#### Exercise materials
========
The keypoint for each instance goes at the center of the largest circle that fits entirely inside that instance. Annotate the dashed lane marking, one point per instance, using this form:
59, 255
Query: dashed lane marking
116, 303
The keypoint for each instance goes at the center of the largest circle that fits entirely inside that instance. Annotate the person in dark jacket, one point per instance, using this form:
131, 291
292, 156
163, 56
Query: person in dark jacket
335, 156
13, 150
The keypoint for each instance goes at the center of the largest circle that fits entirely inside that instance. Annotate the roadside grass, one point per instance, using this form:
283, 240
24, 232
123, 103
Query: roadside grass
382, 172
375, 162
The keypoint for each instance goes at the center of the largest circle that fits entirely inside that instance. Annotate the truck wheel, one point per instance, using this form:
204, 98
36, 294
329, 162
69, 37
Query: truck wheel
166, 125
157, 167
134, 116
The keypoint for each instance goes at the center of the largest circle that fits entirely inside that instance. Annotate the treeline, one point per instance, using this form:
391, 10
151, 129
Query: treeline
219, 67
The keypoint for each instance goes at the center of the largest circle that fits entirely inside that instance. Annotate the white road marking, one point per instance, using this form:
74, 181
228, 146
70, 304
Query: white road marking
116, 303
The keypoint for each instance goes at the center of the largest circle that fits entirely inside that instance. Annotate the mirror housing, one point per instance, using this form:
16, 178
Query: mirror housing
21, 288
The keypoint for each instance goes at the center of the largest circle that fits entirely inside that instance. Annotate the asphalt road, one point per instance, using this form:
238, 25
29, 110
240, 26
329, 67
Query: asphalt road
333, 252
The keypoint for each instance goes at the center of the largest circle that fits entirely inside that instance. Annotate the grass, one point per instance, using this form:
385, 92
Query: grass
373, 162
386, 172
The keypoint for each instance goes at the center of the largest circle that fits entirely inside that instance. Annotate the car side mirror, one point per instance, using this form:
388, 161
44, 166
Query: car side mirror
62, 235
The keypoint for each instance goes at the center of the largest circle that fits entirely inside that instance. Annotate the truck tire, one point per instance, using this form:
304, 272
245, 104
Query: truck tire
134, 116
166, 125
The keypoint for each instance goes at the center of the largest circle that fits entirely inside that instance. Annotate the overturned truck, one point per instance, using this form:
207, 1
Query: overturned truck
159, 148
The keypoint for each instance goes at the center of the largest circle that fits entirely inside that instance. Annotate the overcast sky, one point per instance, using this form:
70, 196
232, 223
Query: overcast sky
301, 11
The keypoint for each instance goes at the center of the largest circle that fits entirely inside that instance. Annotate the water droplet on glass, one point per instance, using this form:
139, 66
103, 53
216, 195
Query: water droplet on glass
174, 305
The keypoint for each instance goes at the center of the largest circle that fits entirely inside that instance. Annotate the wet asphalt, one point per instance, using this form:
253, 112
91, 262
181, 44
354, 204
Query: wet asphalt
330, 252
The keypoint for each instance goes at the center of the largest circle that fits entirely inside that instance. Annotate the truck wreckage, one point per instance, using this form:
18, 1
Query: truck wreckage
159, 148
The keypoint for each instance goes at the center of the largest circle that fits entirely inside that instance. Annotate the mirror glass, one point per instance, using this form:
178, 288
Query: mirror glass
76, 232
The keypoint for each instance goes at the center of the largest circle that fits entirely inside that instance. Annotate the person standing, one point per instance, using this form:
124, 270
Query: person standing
========
#### Problem statement
Copy the records from the line with "Annotate the water" through the end of the records, requests included. Multiply each answer coordinate by 1.1 and round it to a whole number, with halves rounded up; leave the requests and their sample points as they are.

#### Written reply
The keypoint for each instance goes at the center of the largest circle that fits entirely inside that instance. Annotate the water droplet on glass, one point per instance, using this form:
139, 66
103, 53
216, 195
Query: water droplet on glass
191, 336
The keypoint for each instance goes at the center of the largest circle that fits entirely inside that instance. Annotate the wet asphalt, one point per instance, using this form:
253, 112
91, 262
181, 44
354, 204
Query: wet asphalt
363, 277
The keypoint for each instance goes at the center of the largest circle that fits entirely inside that instance. Annotate the truck wreckage, one point per instance, using this form:
18, 1
Query: truck wreckage
175, 163
The keypoint for each instance goes at the center of the largest circle that fits entirely inside that instance. Annotate the mirror glass, one point per instance, using this form:
178, 288
Query: mirror glass
84, 255
The keypoint for each instance goes at the center of the largest circle that fits entirely inside that instance. Annotate the person standing, one point per instance, using this form:
124, 270
Query: person standing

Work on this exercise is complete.